◆ WHAT TO DO
Nothing below is to be printed except the lines between the line holding "<point>405,306</point>" and the line holding "<point>852,494</point>", inclusive, each exactly as it appears.

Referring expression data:

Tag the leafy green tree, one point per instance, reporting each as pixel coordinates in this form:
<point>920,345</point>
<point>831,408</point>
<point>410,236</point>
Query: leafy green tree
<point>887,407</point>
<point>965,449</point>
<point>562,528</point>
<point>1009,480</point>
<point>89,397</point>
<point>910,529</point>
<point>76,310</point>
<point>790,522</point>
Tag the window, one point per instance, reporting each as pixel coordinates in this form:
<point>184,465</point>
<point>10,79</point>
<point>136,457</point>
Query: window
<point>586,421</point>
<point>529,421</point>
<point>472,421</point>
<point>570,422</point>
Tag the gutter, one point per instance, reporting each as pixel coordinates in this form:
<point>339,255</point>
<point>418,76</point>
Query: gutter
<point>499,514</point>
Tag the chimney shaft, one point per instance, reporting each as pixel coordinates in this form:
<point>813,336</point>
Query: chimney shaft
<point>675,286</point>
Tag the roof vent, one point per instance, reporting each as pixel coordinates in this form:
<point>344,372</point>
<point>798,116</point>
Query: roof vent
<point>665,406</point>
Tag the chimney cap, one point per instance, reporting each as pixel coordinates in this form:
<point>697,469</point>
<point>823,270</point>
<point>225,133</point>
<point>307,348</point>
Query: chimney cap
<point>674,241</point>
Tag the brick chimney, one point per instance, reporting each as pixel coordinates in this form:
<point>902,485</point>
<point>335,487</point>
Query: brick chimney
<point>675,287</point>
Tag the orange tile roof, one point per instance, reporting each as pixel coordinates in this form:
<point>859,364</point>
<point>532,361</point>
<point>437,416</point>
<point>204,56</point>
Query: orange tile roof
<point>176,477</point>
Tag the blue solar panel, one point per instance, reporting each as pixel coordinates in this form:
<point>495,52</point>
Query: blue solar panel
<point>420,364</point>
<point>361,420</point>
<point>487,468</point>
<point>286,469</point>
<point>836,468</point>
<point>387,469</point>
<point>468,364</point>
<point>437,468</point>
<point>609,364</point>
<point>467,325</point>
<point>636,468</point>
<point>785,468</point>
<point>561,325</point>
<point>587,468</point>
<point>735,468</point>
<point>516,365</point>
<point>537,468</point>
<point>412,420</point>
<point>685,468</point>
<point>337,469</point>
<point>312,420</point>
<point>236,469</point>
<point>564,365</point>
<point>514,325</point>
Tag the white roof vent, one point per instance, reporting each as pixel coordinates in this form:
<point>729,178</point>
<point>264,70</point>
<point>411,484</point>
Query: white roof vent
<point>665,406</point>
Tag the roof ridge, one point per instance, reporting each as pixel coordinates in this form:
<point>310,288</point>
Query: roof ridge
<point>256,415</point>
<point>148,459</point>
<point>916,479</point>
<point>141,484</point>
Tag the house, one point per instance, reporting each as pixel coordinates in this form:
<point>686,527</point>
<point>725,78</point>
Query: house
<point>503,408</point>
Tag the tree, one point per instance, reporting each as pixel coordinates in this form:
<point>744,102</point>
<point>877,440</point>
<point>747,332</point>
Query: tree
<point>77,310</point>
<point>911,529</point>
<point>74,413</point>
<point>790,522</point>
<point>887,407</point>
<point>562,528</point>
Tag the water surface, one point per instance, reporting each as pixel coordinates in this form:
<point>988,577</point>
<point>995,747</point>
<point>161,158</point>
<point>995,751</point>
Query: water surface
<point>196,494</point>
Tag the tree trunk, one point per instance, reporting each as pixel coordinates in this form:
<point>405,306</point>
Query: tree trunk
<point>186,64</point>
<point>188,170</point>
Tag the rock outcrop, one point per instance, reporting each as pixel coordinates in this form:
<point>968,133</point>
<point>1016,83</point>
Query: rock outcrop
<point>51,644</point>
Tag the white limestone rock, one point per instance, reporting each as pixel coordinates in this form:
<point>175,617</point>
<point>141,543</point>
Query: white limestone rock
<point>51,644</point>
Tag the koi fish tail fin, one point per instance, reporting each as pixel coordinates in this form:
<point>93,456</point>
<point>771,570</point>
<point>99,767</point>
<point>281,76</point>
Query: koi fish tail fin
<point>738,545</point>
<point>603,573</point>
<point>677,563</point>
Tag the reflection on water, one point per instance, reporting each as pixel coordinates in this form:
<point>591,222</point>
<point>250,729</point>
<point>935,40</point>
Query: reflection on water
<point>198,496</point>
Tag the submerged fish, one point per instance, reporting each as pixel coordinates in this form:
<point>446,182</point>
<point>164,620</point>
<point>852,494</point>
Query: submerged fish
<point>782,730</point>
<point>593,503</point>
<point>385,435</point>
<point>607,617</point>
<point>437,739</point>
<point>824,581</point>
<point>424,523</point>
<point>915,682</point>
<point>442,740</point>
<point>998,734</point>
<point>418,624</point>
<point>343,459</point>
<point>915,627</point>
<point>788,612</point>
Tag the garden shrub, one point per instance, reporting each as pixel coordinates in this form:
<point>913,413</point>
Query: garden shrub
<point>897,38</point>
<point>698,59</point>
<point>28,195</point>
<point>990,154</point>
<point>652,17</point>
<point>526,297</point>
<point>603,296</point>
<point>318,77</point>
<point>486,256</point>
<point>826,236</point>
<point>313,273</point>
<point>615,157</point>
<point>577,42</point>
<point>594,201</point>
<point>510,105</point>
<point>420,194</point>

◆ COMPLETED TASK
<point>405,306</point>
Query: tree trunk
<point>186,64</point>
<point>188,170</point>
Tag the rock outcrop, one point per instance, reporting each as pixel coordinates in this form:
<point>968,133</point>
<point>1016,83</point>
Query: rock outcrop
<point>51,644</point>
Tag the white limestone rock, one point per instance, reporting each as pixel coordinates in this form:
<point>175,617</point>
<point>141,543</point>
Query: white limestone rock
<point>51,644</point>
Tag the koi fish tail fin, one point per instance, reporting each as pixel coordinates in this form:
<point>93,456</point>
<point>771,570</point>
<point>99,767</point>
<point>281,76</point>
Query: koi fish tail fin
<point>738,545</point>
<point>603,573</point>
<point>677,563</point>
Tag the reflection on water, one point per instance, reporting each as pixel coordinates in this form:
<point>591,222</point>
<point>250,729</point>
<point>935,40</point>
Query: reflection on water
<point>198,496</point>
Tag the submerged fish, one point per instance, reporting each as pixel coordinates in this form:
<point>446,182</point>
<point>164,620</point>
<point>852,494</point>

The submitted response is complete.